→ Problem description
Please write out the data exactly, line by line.

Provided entries: Begin

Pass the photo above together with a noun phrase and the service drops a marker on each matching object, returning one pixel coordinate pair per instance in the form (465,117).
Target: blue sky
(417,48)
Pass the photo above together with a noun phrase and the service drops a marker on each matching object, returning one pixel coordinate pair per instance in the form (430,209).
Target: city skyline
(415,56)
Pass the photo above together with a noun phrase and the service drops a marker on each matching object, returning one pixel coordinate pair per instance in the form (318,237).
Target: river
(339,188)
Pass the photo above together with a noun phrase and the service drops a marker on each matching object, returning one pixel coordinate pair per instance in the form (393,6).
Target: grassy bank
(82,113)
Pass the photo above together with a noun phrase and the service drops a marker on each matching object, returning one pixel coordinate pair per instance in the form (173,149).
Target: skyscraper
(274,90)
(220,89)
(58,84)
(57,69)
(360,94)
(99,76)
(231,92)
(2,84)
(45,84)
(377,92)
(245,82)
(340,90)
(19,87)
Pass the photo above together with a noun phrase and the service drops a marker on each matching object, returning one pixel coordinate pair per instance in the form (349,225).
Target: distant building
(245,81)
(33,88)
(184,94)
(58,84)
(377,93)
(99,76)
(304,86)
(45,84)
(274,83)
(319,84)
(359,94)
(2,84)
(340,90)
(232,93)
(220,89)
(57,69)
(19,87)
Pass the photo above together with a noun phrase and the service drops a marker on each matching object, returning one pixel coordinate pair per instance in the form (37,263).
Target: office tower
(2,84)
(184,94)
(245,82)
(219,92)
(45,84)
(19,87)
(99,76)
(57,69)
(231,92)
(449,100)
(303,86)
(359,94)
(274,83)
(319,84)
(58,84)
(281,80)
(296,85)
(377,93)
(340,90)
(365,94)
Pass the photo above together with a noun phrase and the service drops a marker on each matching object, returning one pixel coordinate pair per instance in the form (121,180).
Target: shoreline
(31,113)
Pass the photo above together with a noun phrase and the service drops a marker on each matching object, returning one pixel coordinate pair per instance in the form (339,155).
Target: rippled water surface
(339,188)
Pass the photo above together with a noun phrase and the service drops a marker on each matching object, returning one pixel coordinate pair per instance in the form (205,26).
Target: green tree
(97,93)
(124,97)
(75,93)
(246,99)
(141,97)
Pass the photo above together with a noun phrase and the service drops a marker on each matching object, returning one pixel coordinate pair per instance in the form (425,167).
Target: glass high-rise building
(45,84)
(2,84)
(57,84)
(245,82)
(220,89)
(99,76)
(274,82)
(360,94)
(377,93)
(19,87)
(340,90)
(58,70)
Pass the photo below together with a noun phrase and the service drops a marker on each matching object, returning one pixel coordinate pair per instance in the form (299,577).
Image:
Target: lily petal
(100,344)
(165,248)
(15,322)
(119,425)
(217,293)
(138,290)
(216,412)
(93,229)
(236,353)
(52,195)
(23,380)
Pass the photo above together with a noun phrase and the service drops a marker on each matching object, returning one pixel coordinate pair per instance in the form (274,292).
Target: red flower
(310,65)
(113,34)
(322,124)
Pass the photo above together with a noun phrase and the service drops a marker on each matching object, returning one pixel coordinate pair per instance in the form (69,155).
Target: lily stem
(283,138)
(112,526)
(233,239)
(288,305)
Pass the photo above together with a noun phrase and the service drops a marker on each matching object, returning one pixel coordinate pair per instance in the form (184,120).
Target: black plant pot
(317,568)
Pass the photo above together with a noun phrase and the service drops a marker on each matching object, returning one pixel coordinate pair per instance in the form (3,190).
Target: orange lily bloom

Provided entries: End

→ Reply to the exercise
Pass the photo above together with a noun phrase and the service drops a marker on each matching object, returning one pixel coordinate pair per instance in the form (465,117).
Target: blue sky
(417,48)
Pass the photo above together with a noun phrase and the service drops a marker on each matching object, returning one pixel coordinate pair per instance in the form (430,209).
Target: city skyline
(415,56)
Pass the photo above together with a noun phrase and the service drops a marker on each matching object, returning one pixel coordinate pair per instance in the form (318,237).
Target: river
(339,188)
Pass the photo above together with a noun phrase and the service drops a marker on each matching object, returning one pixel coordinate pair per instance in the form (393,6).
Target: grassy bank
(82,113)
Pass the photo above together with a noun phrase and the service drops a marker on each matching object, returning one pixel coordinate pair per instance in the form (173,149).
Target: skyscraper
(274,90)
(220,89)
(58,84)
(57,69)
(360,94)
(99,76)
(231,92)
(2,84)
(45,84)
(377,92)
(245,82)
(340,90)
(19,87)
Pass the photo above together with a noun phrase and the service drops a marker on each matching object, returning one pixel coordinate pair per instance in the form (349,225).
Target: distant building
(245,81)
(33,88)
(184,94)
(58,84)
(377,93)
(99,76)
(304,86)
(45,84)
(274,83)
(319,84)
(359,94)
(2,84)
(340,90)
(232,93)
(220,89)
(57,69)
(19,87)
Pass the photo above together with a noun phrase and the service drops a marker on each matching object, returning one pixel coordinate pair per instance in the form (37,263).
Target: office tower
(2,84)
(184,94)
(245,82)
(219,92)
(45,84)
(19,87)
(99,76)
(57,69)
(231,92)
(449,100)
(303,86)
(359,94)
(274,83)
(319,84)
(58,84)
(281,80)
(296,85)
(377,93)
(340,90)
(365,94)
Pass the photo above together with a noun phrase and the service drops a marker on each matching object, returning one pixel coordinate pair per instance in the form (121,180).
Target: shoreline
(31,113)
Pass the photo above together with a noun phrase and the service drops a marker on each matching object, returning one pixel coordinate pair per instance in the form (339,155).
Target: rippled water surface
(339,188)
Pass the photo above together with a noun phrase and the service drops a marker on each matching object, returning one pixel coordinate pair per instance in the form (205,26).
Target: green tree
(97,93)
(124,97)
(75,93)
(246,99)
(141,97)
Pass the photo above together with a noun phrase and the service drops a marker on each matching object, returning one pixel coordinate pair per instance in the form (425,167).
Target: glass high-rise building
(45,84)
(2,84)
(57,84)
(245,82)
(220,89)
(99,76)
(274,82)
(360,94)
(377,93)
(19,87)
(340,90)
(58,70)
Pass the photo below together with a noun phrase and the service drops a marker on each matching object, returning one pixel coordinate pair per instance in the form (299,577).
Image:
Target: lily petal
(100,344)
(165,248)
(15,322)
(119,425)
(217,293)
(138,290)
(216,412)
(93,229)
(236,353)
(52,195)
(23,380)
Pass the photo above together with a noun phrase and the service drops a marker on each matching object, returning one pixel coordinate pair per instance in the form (274,292).
Target: red flower
(310,65)
(113,34)
(322,124)
Pass the photo above together with a noun phrase and the service drops a marker on each matching object, returning one pixel coordinate pair per instance in the form (69,155).
Target: lily stem
(283,138)
(112,526)
(233,239)
(288,305)
Pass the photo above together with a noun phrase and the service drops a marker on each matching object, returning one pixel coordinate pair per instance in the form (184,120).
Target: black plant pot
(317,568)
Pass the photo above together with a noun phrase and the service drops a marker on each matching object, returning one pixel coordinate pair per instance in the form (3,190).
Target: orange lily bloom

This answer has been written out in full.